WHAT YOU NEED TO DO: Copy out all of the lines below, swapping "tag a point" for "mark a point" wherever it appears and changing nothing else. Leave the pictures out.
##############################
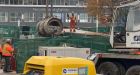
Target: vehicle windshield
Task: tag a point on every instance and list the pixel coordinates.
(121, 19)
(133, 21)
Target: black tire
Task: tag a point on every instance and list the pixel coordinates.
(108, 68)
(134, 70)
(121, 69)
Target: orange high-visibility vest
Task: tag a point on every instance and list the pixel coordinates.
(7, 50)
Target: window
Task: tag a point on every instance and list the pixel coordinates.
(3, 17)
(2, 2)
(41, 2)
(14, 17)
(28, 17)
(58, 15)
(83, 17)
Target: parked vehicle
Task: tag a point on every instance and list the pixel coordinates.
(124, 58)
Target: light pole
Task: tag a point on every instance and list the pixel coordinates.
(97, 17)
(46, 9)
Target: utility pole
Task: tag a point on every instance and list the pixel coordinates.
(46, 9)
(97, 16)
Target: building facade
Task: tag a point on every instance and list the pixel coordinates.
(29, 12)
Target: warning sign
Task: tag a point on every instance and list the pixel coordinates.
(70, 71)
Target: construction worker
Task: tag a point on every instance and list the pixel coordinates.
(7, 54)
(72, 23)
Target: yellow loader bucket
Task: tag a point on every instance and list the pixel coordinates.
(50, 65)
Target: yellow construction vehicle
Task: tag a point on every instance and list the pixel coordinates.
(51, 65)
##############################
SOLVED EXERCISE:
Target: vehicle windshield
Task: mark a point on every instance and list the pixel coordinates.
(121, 19)
(133, 21)
Target: black tire
Task: mark a point on every instance and list the pixel coordinates.
(108, 68)
(134, 70)
(121, 69)
Target: orange high-visibility vest
Task: mark a point on every instance and list the pixel coordinates.
(7, 50)
Target: window
Task: mark a point on every instance and list the pixel coordinates.
(3, 17)
(2, 2)
(41, 2)
(14, 17)
(28, 17)
(58, 15)
(83, 17)
Target: parked vehicle
Task: mark a point on every instance and list the pixel coordinates.
(124, 58)
Target: light pole
Task: mark a point on every instance and list the pixel coordinates.
(97, 17)
(46, 9)
Target: utility pole
Task: mark a point on every instance and list the pixel coordinates.
(46, 9)
(97, 16)
Target: building facade
Task: mark a point on every instance and list the pixel coordinates.
(29, 12)
Target: warning sign
Task: mark a point on every instance and list the pixel coordinates.
(70, 71)
Target: construction worker
Task: mark a point on every instance and list the pixel coordinates.
(7, 54)
(72, 23)
Target: yellow loader bucket
Task: mark a point on every instance and list the pixel coordinates.
(50, 65)
Target: yellow construction vehicle
Task: mark a point on every instance and list the pixel coordinates.
(51, 65)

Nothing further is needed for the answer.